#### ЧТО НУЖНО СДЕЛАТЬ:
a – Воспроизведите дословно фрагмент отрывка о происхождении языков, начиная со слов «Несмотря на все» и заканчивая словами «и страсть. .».
b – Пожалуйста, продолжите отрывок о происхождении языков, начав сразу после его последнего предложения.

#### ТЕКСТ ДЛЯ ЧТЕНИЯ:
Позиция Кондильяка более сложная. Она должна примирить два (перво)начала: поэтическое (Руссо) и практическое (Уорбертон). На оселке всех этих трудностей и разграничений заостряется и мысль Руссо. История устремляется к северу, удаляясь от (перво)начала. Хотя, по Кондильяку, этот путь был прямым и непрерывным, история в конечном счете приводит нас куда-то в предначальную область, где нет метафор и где царит язык потребностей и действий.
Несмотря на все заимствования и совпадения, система "Опыта" своеобразна. Преодолевая все трудности, Руссо упорно разграничивает жест и речь, потребность и страсть. .
"Итак, надо полагать, что первые тексты были продиктованы потребностями, а первые звуки голоса - исторгнуты страстями. Следуя на этих условиях стезею фактов, нам, быть может, придется рассуждать о (перво)начале языков совсем иначе, чем это делалось до сих пор. Дух восточных языков, самых древних из известных нам, совершенно противоположен той дидактичности, из которой они будто бы сложились. В этих языках нет ничего методического и рассудочного: они живые и образные. Речь первых людей нам представляют, как язык геометров, а мы видим, что то был язык поэтов".

#### ЗАПИСИ НАБОРА ДАННЫХ:
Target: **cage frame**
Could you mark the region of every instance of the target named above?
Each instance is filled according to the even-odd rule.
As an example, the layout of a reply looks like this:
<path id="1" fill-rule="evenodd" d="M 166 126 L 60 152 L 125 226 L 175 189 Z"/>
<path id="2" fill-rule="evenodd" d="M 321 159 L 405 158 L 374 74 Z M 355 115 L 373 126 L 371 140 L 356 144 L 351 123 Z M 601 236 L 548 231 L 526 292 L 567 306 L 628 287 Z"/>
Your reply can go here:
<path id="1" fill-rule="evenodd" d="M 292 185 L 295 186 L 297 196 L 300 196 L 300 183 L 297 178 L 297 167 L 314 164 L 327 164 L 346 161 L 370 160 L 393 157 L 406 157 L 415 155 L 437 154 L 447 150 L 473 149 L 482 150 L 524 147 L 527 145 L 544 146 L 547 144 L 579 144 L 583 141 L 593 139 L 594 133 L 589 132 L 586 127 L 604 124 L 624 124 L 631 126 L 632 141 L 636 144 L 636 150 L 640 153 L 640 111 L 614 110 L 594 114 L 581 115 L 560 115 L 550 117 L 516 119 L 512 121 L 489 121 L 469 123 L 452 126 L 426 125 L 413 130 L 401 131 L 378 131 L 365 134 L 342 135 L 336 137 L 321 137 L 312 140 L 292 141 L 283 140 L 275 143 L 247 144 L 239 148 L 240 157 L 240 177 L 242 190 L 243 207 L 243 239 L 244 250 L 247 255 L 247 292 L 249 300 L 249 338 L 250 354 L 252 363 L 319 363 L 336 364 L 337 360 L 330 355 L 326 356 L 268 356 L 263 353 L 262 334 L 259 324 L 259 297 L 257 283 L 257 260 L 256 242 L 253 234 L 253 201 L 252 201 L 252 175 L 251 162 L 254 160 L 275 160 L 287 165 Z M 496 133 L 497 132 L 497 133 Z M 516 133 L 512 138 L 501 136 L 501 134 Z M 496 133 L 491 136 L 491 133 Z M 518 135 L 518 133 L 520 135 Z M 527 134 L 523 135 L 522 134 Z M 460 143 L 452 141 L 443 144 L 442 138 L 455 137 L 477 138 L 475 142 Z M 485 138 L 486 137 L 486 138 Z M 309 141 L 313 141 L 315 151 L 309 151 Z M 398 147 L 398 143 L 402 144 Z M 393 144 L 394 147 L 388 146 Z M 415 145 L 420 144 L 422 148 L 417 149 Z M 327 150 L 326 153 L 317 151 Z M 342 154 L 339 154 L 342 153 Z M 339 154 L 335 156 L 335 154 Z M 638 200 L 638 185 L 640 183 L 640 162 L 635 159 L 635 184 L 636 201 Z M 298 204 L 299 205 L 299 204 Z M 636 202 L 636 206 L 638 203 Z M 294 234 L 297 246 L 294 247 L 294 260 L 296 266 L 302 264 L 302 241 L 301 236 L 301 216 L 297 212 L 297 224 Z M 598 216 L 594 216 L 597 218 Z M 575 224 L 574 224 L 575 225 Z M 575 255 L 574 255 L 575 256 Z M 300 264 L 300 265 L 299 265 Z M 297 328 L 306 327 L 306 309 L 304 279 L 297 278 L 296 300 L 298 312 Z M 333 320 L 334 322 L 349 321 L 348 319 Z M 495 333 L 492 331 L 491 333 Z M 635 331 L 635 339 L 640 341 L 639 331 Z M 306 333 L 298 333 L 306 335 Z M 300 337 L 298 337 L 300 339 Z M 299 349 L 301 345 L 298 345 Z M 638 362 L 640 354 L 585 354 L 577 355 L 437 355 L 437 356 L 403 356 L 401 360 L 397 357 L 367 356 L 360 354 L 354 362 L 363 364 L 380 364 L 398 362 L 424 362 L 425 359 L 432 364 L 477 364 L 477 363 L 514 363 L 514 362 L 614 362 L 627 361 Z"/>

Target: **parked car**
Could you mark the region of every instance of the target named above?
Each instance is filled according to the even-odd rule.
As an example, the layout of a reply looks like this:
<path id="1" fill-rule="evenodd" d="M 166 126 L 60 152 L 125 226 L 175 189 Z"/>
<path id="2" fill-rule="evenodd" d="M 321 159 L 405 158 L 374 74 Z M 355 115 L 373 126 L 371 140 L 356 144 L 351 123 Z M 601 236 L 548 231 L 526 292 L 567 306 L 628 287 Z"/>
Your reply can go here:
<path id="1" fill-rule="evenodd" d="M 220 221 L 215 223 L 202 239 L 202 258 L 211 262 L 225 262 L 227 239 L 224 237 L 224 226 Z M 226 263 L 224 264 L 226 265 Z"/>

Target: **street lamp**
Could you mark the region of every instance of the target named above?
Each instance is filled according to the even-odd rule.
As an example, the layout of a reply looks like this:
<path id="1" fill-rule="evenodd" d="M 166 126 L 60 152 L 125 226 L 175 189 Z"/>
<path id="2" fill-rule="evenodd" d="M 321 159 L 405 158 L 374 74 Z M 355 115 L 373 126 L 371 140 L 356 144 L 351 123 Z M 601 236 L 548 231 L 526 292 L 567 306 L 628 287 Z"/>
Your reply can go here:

#### РЕЗУЛЬТАТЫ:
a –
Несмотря на все заимствования и совпадения, система "Опыта" своеобразна. Преодолевая все трудности, Руссо упорно разграничивает жест и речь, потребность и страсть. .

b –
Разграничение между потребностью и страстью основано в конечном счете на одном понятии "чистого естества". С такой точки зрения оказывается, что это предельное понятие — правовая фикция — функционально необходимо. Ведь сущностный предикат чисто природного состояния — рассеяние, а культура всегда выступает как результат сближения, соседства, собственного (propre) наличия. Итак, потребность, которая фактически проявляет себя до или же после страсти, сохраняет, продлевает или повторяет то, что было при первоначальном рассеянии. Потребность как таковая, независимо от порождающей ее страсти, есть чистая сила рассеяния.
"И это вполне естественно. Вначале было не рассуждение, а чувство. Утверждают, будто люди изобрели слова, стремясь выразить свои потребности, но мне это представляется неправдоподобным. Естественное действие первых потребностей состояло не в сближении людей, а в отчуждении их друг от друга. Именно это способствовало быстрому заселению земли; иначе род человеческий скучился бы в одном уголке мира, а все остальные края остались бы пустынными".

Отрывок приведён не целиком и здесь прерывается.